Dataset records
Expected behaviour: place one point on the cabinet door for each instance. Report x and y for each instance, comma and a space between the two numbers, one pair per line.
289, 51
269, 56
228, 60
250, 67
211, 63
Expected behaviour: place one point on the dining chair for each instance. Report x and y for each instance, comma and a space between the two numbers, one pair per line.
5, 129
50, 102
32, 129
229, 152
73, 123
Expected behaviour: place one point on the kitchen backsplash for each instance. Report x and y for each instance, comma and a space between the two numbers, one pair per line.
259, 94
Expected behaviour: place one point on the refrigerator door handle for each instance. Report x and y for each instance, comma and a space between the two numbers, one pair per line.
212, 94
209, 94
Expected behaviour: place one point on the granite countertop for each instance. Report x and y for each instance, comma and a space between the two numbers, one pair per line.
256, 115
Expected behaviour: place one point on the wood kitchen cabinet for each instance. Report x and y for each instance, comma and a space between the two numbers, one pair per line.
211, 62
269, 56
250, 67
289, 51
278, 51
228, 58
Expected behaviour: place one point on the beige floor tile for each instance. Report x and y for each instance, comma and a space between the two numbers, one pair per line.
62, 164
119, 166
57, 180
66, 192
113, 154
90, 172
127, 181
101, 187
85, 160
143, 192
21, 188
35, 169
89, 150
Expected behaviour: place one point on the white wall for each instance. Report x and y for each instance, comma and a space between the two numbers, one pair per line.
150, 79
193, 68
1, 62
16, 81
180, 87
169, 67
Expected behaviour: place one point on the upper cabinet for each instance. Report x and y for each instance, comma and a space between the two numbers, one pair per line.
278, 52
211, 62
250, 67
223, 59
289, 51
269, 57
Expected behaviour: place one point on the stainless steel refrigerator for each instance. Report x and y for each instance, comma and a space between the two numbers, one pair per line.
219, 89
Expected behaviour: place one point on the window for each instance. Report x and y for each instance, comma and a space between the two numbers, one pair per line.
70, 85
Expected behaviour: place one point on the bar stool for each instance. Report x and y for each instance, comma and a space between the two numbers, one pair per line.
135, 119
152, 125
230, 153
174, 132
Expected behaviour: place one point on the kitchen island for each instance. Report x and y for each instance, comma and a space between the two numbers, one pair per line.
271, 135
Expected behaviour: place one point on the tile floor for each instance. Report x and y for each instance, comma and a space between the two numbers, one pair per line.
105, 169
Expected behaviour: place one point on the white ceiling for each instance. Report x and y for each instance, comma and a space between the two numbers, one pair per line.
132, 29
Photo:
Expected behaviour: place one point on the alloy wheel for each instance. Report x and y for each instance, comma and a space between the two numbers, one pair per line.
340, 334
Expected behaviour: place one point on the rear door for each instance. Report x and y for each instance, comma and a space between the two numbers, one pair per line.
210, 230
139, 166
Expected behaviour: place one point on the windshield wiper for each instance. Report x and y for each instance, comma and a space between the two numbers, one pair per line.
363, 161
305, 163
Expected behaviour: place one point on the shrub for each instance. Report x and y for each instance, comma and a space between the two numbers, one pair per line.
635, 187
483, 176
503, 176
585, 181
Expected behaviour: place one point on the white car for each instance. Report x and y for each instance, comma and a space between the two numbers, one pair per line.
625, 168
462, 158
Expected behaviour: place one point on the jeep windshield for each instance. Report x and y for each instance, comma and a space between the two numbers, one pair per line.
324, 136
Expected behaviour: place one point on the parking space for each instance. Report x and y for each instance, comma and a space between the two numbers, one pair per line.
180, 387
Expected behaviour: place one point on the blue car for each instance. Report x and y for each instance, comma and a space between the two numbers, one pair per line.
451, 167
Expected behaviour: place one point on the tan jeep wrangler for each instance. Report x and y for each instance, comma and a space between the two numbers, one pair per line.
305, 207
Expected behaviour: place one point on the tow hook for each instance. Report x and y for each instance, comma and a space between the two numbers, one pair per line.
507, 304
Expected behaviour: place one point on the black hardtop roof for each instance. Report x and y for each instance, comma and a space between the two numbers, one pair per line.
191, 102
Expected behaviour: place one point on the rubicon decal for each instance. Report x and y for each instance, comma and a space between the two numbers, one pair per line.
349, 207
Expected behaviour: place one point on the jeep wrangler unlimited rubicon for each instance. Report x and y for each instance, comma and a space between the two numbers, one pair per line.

→ EXERCISE TASK
Copy out all of the data above, replacing every "place one point" with "mark one spot" and keeping everything else the same.

→ EXERCISE RESULT
Expected behaviour: mark one spot on the cabinet door for each instance. Report x and y for each instance, comma and a space between the two numbers, one pair per line.
289, 51
269, 56
228, 60
250, 67
211, 63
Expected behaviour: mark one spot on the dining chair for each instance. Report x and y for each instance, comma and a space between the two numbers, one pair per line.
5, 129
50, 102
32, 129
229, 152
73, 123
Expected behaviour: mark one spot on the kitchen backsplash for each instance. Report x and y for each instance, comma and a space between the two numbers, one pair per line.
259, 94
Expected behaviour: mark one spot on the refrigerator door handle for each instance. Report x and y for each instance, comma and a space between the two numbers, one pair per line.
212, 94
209, 94
Expected behaviour: mark one spot on the granite countertop for each instance. Report x and y for each instance, comma and a space between the two numbers, one pair per line.
256, 115
Expected behaviour: mark one spot on the wood kitchen cabinet for each instance. Report x and y for each instance, comma and a space between the two numbers, one pair per line.
211, 62
269, 56
250, 67
289, 51
278, 51
228, 58
Expected behaviour: mark one spot on the beige floor tile for each instance. Report x and y for each instance, comma and a space between the two numbers, one pair per line.
62, 164
119, 166
57, 180
66, 192
113, 154
90, 172
127, 181
101, 187
85, 160
143, 192
21, 188
35, 169
89, 150
Expected behaviour: mark one spot on the white wall for each instance. Report x and y for each instance, comma and a space between the two numbers, one pair per line.
150, 79
193, 68
1, 62
16, 81
180, 87
169, 67
Expected behaviour: mark one spot on the upper cabinet for each instance. Report x and y for each instance, comma and a space between the two numbers, one pair per line.
278, 52
211, 62
250, 67
223, 59
289, 51
269, 57
Expected behaviour: mark one spot on the stainless steel refrigerator for each instance. Report x and y for each instance, comma and a space between the two numbers, one pair per line.
219, 89
Expected behaviour: mark one spot on the window for each instance. Report x and y for each instance, comma and a space between the two numbers, one pair per line.
70, 85
Expected behaviour: mark one spot on the bar stool for each instance. Report x and y for each instance, comma and a space between the two numbers, one pair per line.
135, 119
152, 125
230, 153
174, 132
Expected behaviour: mark one spot on the kitchen island for each instance. Report x and y for each instance, comma and a space between the two numbers, one pair per line.
271, 135
Expected behaviour: mark one spot on the tile floor for each instance. Report x and y for each instance, comma and a space between the two numbers, one pair per line.
105, 169
Expected behaviour: mark one spot on the white ceiling for each instance. Report x and y for each instance, comma and a space between the two numbers, one pair per line.
132, 29
Photo:
Expected behaviour: mark one spot on the alloy wheel for each instance. Report x and y for each instance, comma and a space between the two numbers, one pair per line.
340, 334
Expected behaviour: mark one spot on the rear door for each instance. Report x and y for each instance, comma and a space between the two numbers, one pair per line.
210, 230
139, 166
Expected behaviour: mark one spot on the windshield wiper for each instance. Report x and y for each instance, comma and a space between the two numbers, one pair per line.
363, 161
305, 163
Expected behaviour: mark one spot on the shrub for each instance. Report x and y for each instance, comma and a space between the two numbers, one pair per line.
635, 187
483, 176
503, 176
585, 181
Expected behaviour: mark one spot on the white car for each instance. Report x and y for each instance, comma and a space between the two numbers, one pair per line.
625, 168
462, 158
Expected behaviour: mark one spot on the jeep windshield for each instance. Report x and y for each instance, comma and a space between the two numbers, one pair per line.
324, 136
Expected behaviour: mark one spot on the parking space for each instance. Report x and y for each instance, comma and a space between the two numbers, one pair per line.
180, 387
Expected behaviour: mark one spot on the blue car for each instance. Report x and y for each instance, comma and a space between the two numbers, one pair per line.
451, 167
Expected behaviour: mark one spot on the tan jeep wrangler for each instance. Report x and y for each instance, comma and a space between the two numbers, one pair per line.
305, 207
Expected behaviour: mark one spot on the tow hook for each instance. Report x and y for each instance, comma and a space between the two numbers, one pair per line.
507, 304
Expected behaviour: mark one spot on the black hardtop roof for each instance. Report x and y for each instance, comma and a space between the two numbers, one pair per line.
191, 102
Expected behaviour: mark one spot on the rubicon decal for each instance. Report x and y for each instance, comma and a space between the two numbers, one pair per line.
349, 207
Expected behaviour: mark one spot on the jeep wrangler unlimited rubicon for each instance. Report x and y for each instance, comma and a space between the two numbers, one pair per line.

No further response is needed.